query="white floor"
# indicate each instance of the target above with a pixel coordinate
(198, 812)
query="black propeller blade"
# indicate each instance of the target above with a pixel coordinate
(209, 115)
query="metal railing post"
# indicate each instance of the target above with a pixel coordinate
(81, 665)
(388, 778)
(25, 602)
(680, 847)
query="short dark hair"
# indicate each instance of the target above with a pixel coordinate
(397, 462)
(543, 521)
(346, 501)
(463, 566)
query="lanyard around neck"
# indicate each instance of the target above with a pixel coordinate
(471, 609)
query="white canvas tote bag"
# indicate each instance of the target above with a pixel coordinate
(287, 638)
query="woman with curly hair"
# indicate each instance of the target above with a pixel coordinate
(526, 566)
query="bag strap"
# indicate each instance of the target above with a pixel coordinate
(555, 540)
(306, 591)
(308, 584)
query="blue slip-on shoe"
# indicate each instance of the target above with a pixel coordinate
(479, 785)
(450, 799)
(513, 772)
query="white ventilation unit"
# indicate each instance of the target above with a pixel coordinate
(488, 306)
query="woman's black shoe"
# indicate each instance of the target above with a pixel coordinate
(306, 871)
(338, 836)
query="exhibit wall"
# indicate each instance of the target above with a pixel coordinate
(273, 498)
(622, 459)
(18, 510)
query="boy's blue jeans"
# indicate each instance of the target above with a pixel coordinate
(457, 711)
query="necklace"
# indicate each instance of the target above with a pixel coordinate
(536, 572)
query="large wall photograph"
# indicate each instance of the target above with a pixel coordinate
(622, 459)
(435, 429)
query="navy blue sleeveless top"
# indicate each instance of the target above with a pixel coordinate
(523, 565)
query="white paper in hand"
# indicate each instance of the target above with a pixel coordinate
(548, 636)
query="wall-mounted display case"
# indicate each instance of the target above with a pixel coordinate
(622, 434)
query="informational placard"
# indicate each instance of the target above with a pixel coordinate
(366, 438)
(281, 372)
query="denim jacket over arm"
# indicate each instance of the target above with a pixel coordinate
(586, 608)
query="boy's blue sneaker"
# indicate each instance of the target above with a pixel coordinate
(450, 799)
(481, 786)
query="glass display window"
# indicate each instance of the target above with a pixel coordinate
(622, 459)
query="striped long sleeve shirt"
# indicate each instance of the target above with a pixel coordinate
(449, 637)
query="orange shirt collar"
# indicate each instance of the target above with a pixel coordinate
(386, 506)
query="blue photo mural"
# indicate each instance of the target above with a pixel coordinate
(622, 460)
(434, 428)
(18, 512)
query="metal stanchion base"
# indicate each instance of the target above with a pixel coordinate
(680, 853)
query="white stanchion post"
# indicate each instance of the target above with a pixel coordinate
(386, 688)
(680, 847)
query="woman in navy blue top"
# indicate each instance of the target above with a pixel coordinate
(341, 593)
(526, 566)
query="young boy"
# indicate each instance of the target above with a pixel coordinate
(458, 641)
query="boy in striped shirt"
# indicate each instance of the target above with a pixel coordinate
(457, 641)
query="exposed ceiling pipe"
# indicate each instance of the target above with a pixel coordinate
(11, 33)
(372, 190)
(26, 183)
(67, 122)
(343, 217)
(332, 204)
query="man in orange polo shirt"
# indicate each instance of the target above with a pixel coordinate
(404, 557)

- - - - - - -

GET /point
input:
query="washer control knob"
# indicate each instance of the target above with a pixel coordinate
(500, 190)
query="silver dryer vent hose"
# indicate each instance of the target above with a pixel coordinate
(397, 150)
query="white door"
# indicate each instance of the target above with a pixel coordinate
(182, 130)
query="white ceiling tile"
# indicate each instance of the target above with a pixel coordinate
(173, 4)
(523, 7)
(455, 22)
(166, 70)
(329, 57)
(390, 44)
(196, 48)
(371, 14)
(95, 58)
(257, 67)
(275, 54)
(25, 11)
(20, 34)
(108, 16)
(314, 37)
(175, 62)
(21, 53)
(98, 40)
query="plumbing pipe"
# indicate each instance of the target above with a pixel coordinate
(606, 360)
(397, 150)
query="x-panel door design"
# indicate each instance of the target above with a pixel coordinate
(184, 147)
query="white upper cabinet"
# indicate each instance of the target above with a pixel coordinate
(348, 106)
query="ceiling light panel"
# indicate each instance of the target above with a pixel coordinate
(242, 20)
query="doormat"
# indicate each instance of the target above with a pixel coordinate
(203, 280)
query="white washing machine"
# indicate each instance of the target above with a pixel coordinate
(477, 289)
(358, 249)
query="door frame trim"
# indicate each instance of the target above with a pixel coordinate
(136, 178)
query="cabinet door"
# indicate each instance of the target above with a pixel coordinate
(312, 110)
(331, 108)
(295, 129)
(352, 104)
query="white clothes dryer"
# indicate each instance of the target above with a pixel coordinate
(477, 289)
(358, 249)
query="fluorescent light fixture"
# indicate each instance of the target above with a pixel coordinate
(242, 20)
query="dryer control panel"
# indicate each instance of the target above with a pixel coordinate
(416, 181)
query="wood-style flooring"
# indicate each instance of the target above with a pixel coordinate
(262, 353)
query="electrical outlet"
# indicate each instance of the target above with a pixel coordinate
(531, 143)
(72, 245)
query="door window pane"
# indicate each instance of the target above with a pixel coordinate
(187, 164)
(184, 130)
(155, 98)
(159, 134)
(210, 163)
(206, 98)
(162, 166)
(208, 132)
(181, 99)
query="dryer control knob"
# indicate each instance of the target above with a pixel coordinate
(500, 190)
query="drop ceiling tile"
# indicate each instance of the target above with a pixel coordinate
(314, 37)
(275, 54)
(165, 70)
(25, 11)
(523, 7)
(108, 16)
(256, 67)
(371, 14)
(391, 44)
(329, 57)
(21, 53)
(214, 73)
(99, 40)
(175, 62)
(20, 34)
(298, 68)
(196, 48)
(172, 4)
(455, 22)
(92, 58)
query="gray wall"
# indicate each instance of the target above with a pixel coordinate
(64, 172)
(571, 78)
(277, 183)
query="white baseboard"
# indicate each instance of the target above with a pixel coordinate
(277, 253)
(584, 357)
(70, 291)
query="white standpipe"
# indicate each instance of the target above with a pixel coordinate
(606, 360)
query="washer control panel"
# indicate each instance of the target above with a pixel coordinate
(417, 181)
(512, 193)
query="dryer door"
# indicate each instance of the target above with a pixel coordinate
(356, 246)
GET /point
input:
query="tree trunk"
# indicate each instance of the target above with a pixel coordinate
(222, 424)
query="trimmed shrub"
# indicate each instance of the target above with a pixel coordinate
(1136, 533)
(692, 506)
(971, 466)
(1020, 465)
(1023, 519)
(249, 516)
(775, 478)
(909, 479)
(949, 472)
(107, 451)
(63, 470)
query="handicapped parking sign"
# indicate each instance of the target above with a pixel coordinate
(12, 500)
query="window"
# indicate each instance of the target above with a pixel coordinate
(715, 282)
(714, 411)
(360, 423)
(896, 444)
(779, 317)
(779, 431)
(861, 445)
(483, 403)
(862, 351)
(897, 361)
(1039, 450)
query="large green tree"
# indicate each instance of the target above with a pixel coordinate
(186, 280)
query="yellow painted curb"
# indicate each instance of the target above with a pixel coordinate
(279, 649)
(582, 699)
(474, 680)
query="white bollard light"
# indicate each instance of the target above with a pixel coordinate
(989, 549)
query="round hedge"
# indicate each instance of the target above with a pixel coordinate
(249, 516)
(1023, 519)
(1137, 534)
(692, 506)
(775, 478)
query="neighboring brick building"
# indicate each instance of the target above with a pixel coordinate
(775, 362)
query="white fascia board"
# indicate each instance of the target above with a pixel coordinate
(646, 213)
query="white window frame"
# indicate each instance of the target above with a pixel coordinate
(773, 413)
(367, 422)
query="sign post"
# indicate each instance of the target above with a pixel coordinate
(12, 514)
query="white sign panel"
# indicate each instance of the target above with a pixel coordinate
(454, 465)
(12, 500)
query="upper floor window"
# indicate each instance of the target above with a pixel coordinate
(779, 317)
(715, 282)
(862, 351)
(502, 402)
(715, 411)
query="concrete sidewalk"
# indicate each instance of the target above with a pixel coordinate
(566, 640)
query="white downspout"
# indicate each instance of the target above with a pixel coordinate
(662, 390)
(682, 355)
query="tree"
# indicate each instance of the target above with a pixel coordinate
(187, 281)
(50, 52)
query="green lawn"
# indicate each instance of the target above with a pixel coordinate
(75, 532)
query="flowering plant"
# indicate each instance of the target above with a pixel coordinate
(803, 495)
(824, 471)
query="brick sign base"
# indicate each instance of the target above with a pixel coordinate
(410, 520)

- - - - - - -

* _What is expected_:
Copy out every line of the records that contains the string "control". A match must have the same uppercase and lowercase letters.

* _Solved problem_:
query="washer control knob"
query="dryer control panel"
query="dryer control knob"
query="washer control panel"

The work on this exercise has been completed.